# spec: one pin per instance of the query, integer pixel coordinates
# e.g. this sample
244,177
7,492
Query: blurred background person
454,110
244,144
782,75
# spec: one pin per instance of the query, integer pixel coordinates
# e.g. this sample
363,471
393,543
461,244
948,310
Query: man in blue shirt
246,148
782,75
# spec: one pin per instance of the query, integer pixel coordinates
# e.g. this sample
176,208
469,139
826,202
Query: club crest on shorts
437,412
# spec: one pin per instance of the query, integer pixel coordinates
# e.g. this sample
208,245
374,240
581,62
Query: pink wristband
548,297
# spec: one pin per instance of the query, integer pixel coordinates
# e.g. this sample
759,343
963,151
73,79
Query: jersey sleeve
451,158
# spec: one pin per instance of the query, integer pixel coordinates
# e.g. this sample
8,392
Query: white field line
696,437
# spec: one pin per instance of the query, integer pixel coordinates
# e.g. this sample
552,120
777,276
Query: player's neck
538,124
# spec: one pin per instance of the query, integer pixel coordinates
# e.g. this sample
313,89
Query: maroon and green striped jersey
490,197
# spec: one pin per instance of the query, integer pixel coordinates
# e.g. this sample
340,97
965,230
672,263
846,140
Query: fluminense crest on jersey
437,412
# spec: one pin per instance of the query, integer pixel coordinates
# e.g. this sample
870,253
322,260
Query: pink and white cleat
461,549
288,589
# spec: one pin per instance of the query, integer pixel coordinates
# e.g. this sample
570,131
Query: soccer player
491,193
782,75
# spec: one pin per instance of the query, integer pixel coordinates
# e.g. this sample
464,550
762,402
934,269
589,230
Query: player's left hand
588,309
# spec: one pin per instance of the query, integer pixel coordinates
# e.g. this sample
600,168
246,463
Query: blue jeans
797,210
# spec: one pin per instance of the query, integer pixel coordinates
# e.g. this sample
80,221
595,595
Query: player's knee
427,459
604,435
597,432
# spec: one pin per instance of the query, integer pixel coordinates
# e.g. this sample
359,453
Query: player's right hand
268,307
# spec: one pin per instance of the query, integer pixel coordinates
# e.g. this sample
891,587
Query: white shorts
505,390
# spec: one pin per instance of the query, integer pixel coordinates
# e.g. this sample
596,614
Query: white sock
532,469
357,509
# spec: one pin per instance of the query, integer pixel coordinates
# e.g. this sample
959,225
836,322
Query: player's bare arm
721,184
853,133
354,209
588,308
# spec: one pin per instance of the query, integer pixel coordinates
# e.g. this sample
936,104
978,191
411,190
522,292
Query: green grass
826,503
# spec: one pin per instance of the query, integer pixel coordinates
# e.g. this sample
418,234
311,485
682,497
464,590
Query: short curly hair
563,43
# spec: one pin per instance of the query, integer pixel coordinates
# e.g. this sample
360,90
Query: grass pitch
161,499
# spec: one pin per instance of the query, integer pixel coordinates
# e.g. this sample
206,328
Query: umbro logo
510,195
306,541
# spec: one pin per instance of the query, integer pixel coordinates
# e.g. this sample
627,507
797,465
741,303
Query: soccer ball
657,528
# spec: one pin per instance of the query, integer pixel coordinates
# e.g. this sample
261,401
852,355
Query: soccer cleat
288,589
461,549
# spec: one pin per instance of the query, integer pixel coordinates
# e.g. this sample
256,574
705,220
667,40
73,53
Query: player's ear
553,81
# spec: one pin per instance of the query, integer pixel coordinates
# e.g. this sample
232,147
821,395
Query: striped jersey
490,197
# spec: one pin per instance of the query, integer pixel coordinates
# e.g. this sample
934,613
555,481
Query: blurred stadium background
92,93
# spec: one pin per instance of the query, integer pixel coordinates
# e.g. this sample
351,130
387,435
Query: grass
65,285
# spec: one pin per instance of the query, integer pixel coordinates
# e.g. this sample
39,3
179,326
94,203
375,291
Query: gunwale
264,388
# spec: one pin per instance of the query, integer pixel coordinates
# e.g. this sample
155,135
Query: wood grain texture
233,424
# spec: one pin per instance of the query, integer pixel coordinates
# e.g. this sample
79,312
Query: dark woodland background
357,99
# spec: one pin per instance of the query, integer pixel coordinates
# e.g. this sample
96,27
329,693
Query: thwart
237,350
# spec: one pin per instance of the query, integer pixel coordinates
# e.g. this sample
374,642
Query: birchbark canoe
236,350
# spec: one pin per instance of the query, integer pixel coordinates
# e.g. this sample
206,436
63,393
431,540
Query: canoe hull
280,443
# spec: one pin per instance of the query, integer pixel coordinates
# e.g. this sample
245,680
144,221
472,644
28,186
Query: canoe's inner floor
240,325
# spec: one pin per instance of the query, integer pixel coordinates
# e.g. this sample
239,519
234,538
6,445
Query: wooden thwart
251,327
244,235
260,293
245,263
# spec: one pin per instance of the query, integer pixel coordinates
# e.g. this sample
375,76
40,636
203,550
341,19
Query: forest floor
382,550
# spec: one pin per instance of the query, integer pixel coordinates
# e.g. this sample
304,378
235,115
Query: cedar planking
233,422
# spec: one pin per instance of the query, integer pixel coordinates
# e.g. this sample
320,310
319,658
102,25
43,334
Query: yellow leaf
= = = = =
THE PROBLEM
The records above are to be printed in full, exactly as they appear.

THE ANSWER
# spec: one pin per instance of the query, integer pixel coordinates
# e.g. this sample
244,177
7,492
Query: blurred background person
454,110
244,144
782,75
# spec: one pin per instance of the query, integer pixel coordinates
# e.g. this sample
363,471
393,543
461,244
948,310
Query: man in blue shirt
246,148
782,75
# spec: one pin per instance of the query, integer pixel coordinates
# e.g. this sample
176,208
469,139
826,202
Query: club crest on shorts
437,412
# spec: one pin per instance of the query, integer pixel coordinates
# e.g. this sample
208,245
374,240
581,62
Query: pink wristband
548,297
# spec: one pin per instance of the query, integer pixel coordinates
# e.g. this sample
759,343
963,151
73,79
Query: jersey sleeve
451,158
# spec: one pin per instance of the query, integer pixel coordinates
# e.g. this sample
8,392
Query: white field line
696,437
# spec: one pin per instance of the query, integer pixel coordinates
# e.g. this sample
552,120
777,276
Query: player's neck
538,124
# spec: one pin per instance of the query, integer pixel coordinates
# e.g. this sample
313,89
Query: maroon and green striped jersey
490,197
# spec: one pin per instance of the query, integer pixel coordinates
# e.g. this sample
340,97
965,230
672,263
846,140
Query: fluminense crest on jersey
437,412
# spec: one pin per instance of the query, integer pixel coordinates
# e.g. this sample
870,253
322,260
Query: pink and white cleat
461,549
288,589
# spec: one pin per instance of the query, integer pixel coordinates
# e.g. this sample
570,131
Query: soccer player
491,193
782,75
# spec: one pin per instance of the query, integer pixel coordinates
# e.g. this sample
464,550
762,402
934,269
589,230
Query: player's left hand
588,309
# spec: one pin per instance of the query, integer pixel coordinates
# e.g. this sample
600,168
246,463
Query: blue jeans
797,210
# spec: one pin per instance of the query, integer pixel coordinates
# e.g. this sample
80,221
595,595
Query: player's knee
427,459
604,435
597,432
# spec: one pin per instance of the query, integer pixel coordinates
# e.g. this sample
359,453
Query: player's right hand
268,307
# spec: one pin per instance of the query, integer pixel coordinates
# e.g. this sample
891,587
Query: white shorts
505,390
# spec: one pin per instance of the query, integer pixel coordinates
# e.g. this sample
596,614
Query: white sock
532,469
357,509
# spec: one pin per instance of the query, integer pixel coordinates
# e.g. this sample
959,225
836,322
Query: player's bare arm
721,184
853,133
354,209
588,308
# spec: one pin per instance of the query, integer pixel coordinates
# e.g. this sample
936,104
978,191
411,190
522,292
Query: green grass
826,503
# spec: one pin per instance of the query, integer pixel coordinates
# e.g. this sample
418,234
311,485
682,497
464,590
Query: short curly hair
563,43
# spec: one pin per instance of the query, integer pixel coordinates
# e.g. this sample
360,90
Query: grass pitch
161,499
# spec: one pin per instance of the query, integer pixel coordinates
# e.g. this sample
206,328
Query: umbro logo
510,195
306,541
# spec: one pin per instance of the query, integer pixel coordinates
# e.g. this sample
627,507
797,465
741,303
Query: soccer ball
657,528
# spec: one pin per instance of the query, integer pixel coordinates
# e.g. this sample
261,401
852,355
Query: soccer cleat
288,589
461,549
# spec: one pin per instance of the query, integer pixel coordinates
# e.g. this sample
256,574
705,220
667,40
73,53
Query: player's ear
553,81
# spec: one pin per instance of the query, integer pixel coordinates
# e.g. this sample
232,147
821,395
Query: striped jersey
490,197
# spec: one pin per instance of the query, integer pixel coordinates
# e.g. this sample
934,613
555,481
Query: blurred stadium background
92,93
# spec: one pin per instance of the query, integer pixel coordinates
# e.g. this sample
351,130
387,435
Query: grass
65,285
# spec: one pin per instance of the query, integer pixel coordinates
# e.g. this sample
39,3
179,326
94,203
375,291
Query: gunwale
264,388
# spec: one pin per instance of the query, integer pixel coordinates
# e.g. this sample
155,135
Query: wood grain texture
233,424
# spec: one pin per instance of the query, integer pixel coordinates
# e.g. this sample
79,312
Query: dark woodland background
357,99
# spec: one pin per instance of the query, integer pixel coordinates
# e.g. this sample
96,27
329,693
Query: thwart
237,350
# spec: one pin per instance of the query, integer pixel coordinates
# e.g. this sample
374,642
Query: birchbark canoe
236,350
# spec: one pin per instance of the query, integer pixel coordinates
# e.g. this sample
206,436
63,393
431,540
Query: canoe hull
280,443
# spec: one pin per instance of the query, integer pixel coordinates
# e.g. this sample
245,680
144,221
472,644
28,186
Query: canoe's inner floor
240,325
# spec: one pin per instance of the query, integer pixel coordinates
# e.g. this sample
239,519
234,538
6,445
Query: wooden thwart
251,327
244,235
260,293
245,263
# spec: one pin per instance of the query, integer pixel coordinates
# e.g. this sample
375,76
40,636
203,550
341,19
Query: forest floor
382,550
# spec: one pin per instance of the query, integer pixel coordinates
# e.g. this sample
304,378
235,115
Query: cedar planking
233,422
# spec: one pin per instance of the query, integer pixel coordinates
# e.g. this sample
320,310
319,658
102,25
43,334
Query: yellow leaf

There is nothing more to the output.